Prompt:
According to the prospectus excerpt, at what website other than the Commission's can the company's Form 10-K, 10-Q and 8-K reports be accessed free of charge?

Reading passage:
%%

You should rely only on the information contained or incorporated by reference in this prospectus and any accompanying prospectus supplement. We have not, and any underwriters have not, authorized any other person to provide you with different information. If anyone provides you with different or inconsistent information, you should not rely on it. We are not, and the underwriters are not, making an offer to sell these securities in any jurisdiction where the offer or sale is not permitted. You should assume that the information appearing in this prospectus and any accompanying prospectus supplement as well as the information we previously filed with the Commission and incorporated by reference, is accurate as of the dates on the front cover of those documents only. Our business, financial condition and results of operations and prospects may have changed since those dates.
 
Notwithstanding the foregoing, no information is incorporated by reference in this prospectus or any prospectus supplement where such information under applicable Forms and regulations of the Commission is not deemed to be “filed” under Section 18 of the Exchange Act or otherwise subject to the liabilities of that section, unless we indicate in the report or filing containing such information that the information is to be considered “filed” under the Exchange Act or is to be incorporated by reference in this prospectus or any prospectus supplement. You may access our Annual Report on Form 10-K, Quarterly Reports on Form 10-Q, Current Reports on Form 8-K, and amendments to those documents filed or furnished pursuant to Section 13(a) or 15(d) of the Exchange Act with the Commission free of charge at the Commission’s website or our website at www.eagleships.com soon as reasonably practicable after such material is electronically filed with, or furnished to, the Commission. The reference to our website does not constitute incorporation by reference of the information contained in our website. We do not consider information contained on, or that can be accessed through, our website to be part of this prospectus or the related registration statement. You may request a free copy of the above mentioned filings or any subsequent filing we incorporated by reference to this prospectus by writing or telephoning us at the following address:
 
 
Eagle Bulk Shipping Inc.

%%

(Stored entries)
%%

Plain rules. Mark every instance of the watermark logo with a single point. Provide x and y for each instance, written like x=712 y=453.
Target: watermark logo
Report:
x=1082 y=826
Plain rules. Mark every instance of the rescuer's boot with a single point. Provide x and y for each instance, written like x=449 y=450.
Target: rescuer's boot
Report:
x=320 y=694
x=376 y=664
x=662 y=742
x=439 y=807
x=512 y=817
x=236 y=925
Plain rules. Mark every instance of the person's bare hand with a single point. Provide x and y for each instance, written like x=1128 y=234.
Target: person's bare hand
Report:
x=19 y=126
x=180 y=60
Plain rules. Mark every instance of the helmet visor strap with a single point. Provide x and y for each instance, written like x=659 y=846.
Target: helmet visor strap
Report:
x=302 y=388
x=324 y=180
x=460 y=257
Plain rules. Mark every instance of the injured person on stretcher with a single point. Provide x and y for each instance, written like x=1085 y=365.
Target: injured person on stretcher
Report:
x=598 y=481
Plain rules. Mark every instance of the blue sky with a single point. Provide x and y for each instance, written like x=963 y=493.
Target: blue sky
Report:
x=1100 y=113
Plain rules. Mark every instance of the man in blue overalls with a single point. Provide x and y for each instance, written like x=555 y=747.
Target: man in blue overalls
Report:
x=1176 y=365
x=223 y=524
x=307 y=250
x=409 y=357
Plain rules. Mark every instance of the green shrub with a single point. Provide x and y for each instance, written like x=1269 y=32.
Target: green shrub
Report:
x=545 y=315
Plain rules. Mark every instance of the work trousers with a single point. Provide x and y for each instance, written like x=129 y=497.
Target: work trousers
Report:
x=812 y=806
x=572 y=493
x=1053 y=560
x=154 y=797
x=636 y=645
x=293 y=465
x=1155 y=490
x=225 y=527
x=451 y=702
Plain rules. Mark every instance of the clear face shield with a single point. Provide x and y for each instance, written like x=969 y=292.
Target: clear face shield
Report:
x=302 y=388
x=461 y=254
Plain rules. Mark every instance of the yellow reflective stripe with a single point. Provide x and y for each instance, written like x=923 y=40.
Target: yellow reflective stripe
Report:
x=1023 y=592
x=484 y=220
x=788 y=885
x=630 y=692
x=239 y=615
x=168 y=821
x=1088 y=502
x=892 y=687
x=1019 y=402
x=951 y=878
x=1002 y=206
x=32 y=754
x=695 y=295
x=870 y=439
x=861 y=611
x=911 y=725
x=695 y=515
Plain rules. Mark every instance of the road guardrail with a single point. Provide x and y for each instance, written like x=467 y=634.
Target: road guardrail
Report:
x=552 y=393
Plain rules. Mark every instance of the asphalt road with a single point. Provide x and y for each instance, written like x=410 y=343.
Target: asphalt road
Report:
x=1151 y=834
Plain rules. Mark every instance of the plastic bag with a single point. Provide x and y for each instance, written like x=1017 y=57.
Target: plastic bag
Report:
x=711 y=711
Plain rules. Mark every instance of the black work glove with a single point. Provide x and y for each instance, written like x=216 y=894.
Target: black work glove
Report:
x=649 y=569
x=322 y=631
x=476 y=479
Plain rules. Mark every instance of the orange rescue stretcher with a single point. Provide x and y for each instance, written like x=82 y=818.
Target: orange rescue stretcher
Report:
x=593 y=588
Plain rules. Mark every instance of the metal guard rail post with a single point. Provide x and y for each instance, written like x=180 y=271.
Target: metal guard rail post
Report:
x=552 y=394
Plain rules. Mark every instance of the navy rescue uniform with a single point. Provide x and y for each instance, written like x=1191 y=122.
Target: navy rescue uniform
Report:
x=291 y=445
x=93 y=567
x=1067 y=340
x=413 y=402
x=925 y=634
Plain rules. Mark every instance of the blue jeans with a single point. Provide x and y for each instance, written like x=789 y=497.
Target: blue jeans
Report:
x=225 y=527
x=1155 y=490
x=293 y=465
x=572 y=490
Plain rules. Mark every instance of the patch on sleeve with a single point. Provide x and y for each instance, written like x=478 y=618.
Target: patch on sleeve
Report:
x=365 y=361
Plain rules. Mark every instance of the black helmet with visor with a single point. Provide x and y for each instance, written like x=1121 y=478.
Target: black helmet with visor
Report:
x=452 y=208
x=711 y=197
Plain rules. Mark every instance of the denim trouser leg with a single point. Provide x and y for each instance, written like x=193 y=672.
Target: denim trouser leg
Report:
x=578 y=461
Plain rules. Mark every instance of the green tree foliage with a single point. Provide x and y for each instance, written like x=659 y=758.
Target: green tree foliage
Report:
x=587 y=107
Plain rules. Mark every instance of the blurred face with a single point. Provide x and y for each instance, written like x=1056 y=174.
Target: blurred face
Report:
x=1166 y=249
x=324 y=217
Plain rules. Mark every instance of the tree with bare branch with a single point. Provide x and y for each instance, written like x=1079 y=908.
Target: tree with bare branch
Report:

%%

Finished exercise:
www.eagleships.com